(Beginning of Source information)

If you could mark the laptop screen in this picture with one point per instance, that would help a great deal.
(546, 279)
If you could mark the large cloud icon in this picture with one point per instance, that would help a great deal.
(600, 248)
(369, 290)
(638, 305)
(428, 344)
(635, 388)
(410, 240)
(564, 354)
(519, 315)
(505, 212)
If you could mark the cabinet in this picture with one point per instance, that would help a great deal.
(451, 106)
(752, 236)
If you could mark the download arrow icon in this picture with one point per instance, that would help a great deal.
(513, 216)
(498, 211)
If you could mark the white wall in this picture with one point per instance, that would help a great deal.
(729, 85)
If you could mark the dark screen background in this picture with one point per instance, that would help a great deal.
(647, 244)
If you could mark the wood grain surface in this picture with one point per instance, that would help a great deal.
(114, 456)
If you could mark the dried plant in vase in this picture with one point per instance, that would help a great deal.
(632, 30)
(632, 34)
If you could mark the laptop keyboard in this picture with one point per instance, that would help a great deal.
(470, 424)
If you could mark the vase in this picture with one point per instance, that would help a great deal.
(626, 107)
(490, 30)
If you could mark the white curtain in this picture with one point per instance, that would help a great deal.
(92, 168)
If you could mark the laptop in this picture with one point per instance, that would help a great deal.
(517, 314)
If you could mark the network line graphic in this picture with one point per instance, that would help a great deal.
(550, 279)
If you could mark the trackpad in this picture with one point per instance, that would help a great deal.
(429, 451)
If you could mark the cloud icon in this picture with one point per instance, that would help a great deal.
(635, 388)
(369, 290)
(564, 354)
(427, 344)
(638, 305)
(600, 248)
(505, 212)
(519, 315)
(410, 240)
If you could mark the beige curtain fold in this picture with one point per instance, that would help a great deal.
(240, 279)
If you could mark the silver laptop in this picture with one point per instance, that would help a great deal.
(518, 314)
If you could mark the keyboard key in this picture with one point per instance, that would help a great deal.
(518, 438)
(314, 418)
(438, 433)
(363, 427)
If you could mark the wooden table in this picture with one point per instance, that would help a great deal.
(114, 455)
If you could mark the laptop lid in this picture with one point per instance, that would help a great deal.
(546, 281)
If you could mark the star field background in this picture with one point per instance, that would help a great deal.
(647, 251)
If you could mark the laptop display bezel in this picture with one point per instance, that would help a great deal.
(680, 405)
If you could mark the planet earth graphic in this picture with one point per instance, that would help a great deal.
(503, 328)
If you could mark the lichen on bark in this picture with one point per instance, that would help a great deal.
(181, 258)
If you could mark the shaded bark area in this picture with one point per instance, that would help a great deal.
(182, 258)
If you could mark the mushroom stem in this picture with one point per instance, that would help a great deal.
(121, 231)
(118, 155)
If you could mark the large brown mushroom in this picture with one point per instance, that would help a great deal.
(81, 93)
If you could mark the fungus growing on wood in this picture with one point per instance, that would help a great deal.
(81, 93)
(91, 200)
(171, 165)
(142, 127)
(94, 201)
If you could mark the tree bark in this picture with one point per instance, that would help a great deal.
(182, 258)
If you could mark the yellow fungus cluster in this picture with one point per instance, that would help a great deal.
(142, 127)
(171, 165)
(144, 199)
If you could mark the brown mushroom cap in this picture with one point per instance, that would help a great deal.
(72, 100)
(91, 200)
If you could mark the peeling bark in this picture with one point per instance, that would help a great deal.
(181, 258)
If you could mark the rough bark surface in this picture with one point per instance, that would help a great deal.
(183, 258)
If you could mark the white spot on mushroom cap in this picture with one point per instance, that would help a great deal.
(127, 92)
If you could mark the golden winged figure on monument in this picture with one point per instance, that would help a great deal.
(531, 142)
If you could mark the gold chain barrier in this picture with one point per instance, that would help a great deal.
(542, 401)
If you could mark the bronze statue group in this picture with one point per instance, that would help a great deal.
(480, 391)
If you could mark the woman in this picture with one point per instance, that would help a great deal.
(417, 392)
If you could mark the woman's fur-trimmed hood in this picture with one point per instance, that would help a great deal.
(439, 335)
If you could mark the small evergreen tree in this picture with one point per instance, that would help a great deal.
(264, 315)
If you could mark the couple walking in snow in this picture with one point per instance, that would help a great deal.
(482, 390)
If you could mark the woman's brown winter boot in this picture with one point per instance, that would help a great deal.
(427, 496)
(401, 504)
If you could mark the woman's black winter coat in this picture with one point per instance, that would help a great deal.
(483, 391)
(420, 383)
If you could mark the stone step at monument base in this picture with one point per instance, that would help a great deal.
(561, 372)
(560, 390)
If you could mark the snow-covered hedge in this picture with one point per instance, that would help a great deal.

(End of Source information)

- **Task details**: Retype the whole listing, matching it exactly.

- **Output of the task**:
If you could mark the laptop screen in this picture with one point per instance, that would help a great deal.
(546, 279)
If you could mark the large cloud icon in this picture with one point per instance, that would help a great deal.
(600, 248)
(369, 290)
(638, 305)
(428, 344)
(635, 388)
(410, 240)
(564, 354)
(519, 315)
(505, 212)
If you could mark the cabinet in this picture with one point per instance, that would help a great deal.
(451, 106)
(752, 236)
If you could mark the download arrow icon in this picture with one point per instance, that would help a great deal.
(513, 216)
(498, 211)
If you could mark the white wall in this picture with one point per instance, that would help a great deal.
(729, 85)
If you could mark the dark screen background in this picture with one point per instance, that would help a great deal.
(647, 244)
If you could mark the wood grain surface in this picture with one point per instance, that would help a great deal.
(114, 456)
If you could mark the dried plant in vase in this picture with one point per instance, that would help a great deal.
(632, 30)
(632, 34)
If you could mark the laptop keyboard in this picture with one point per instance, that would help a great deal.
(470, 424)
If you could mark the vase in this picture with one point per instance, that would help a great deal.
(626, 107)
(490, 30)
If you could mark the white curtain in this picture with one point per instance, that would help a great deal.
(92, 168)
If you could mark the laptop in this picture with one point per instance, that would help a great deal.
(517, 314)
If you could mark the network line graphic in this picture with one point per instance, that would help a great deal.
(550, 279)
If you could mark the trackpad in this picture with one point per instance, that would help a great deal.
(429, 451)
If you could mark the cloud icon in this picture with one point per instance, that would help a great deal.
(635, 388)
(369, 290)
(564, 354)
(427, 344)
(638, 305)
(600, 248)
(505, 212)
(519, 315)
(410, 240)
If you could mark the beige curtain fold in this picture with one point per instance, that would help a great deal.
(240, 279)
If you could mark the silver laptop in this picture with one point per instance, that would help a great deal.
(518, 314)
If you could mark the keyboard key in this picture with one point per instance, that would help a great deal.
(518, 438)
(314, 418)
(438, 433)
(363, 427)
If you could mark the wooden table in this picture with one point per instance, that would help a great deal.
(114, 455)
If you could mark the laptop lid in this picture with one point per instance, that would help a great deal.
(546, 281)
If you could mark the star field background in this picture with one point per instance, that would help a great deal.
(647, 251)
If you could mark the laptop display bezel in this picture with one point per instance, that would help a great deal.
(680, 405)
If you could mark the planet earth graphic in this picture with one point per instance, that would help a great deal.
(503, 328)
If you could mark the lichen on bark in this picture with one point per instance, that would help a great deal.
(181, 258)
If you could mark the shaded bark area in this picture with one point per instance, that would help a great deal.
(182, 258)
If you could mark the mushroom stem in this picture with one point per instance, that would help a great deal.
(121, 231)
(118, 155)
If you could mark the large brown mushroom in this picture with one point per instance, that would help a great deal.
(81, 93)
If you could mark the fungus growing on wood in this picture with one point per instance, that would help a great deal.
(81, 93)
(91, 200)
(171, 165)
(142, 127)
(94, 201)
If you could mark the tree bark in this picture with one point per instance, that would help a great deal.
(182, 258)
If you could mark the yellow fungus cluster in this picture with one point per instance, that would help a great deal.
(142, 127)
(171, 165)
(144, 199)
If you could mark the brown mushroom cap in this picture with one point per instance, that would help a great deal.
(72, 100)
(91, 200)
If you could mark the peeling bark in this picture with one point per instance, that would help a great deal.
(181, 258)
If you could mark the rough bark surface in this picture with one point per instance, that would help a great deal.
(183, 258)
If you could mark the white spot on mushroom cap in this picture with one point per instance, that would help a great deal.
(127, 92)
If you could mark the golden winged figure on monument in this picture with one point per instance, that would help a great deal.
(531, 142)
If you could mark the gold chain barrier in this picture with one point per instance, that would help a great deal.
(542, 401)
If you could mark the bronze statue group in this picture with one point per instance, that would help a great deal.
(480, 391)
If you could mark the woman in this picture with one point per instance, that would help a great deal.
(417, 392)
If you could mark the woman's fur-trimmed hood in this picture with one point per instance, that would help a great deal.
(439, 335)
If you could mark the small evergreen tree in this picture with one point per instance, that would help a great deal.
(264, 315)
If you could mark the couple walking in snow in this picture with one point per instance, that would help a great deal.
(482, 390)
If you could mark the woman's brown winter boot in this picture with one point per instance, that would help a great deal.
(427, 496)
(401, 504)
If you could mark the woman's black winter coat in this picture with one point per instance, that would help a great deal.
(483, 391)
(420, 383)
If you could mark the stone step at monument base in this picture with one point per instance, that would help a great deal.
(561, 372)
(560, 390)
If you could mark the snow-covered hedge in this picture with one point per instance, that would help a great deal.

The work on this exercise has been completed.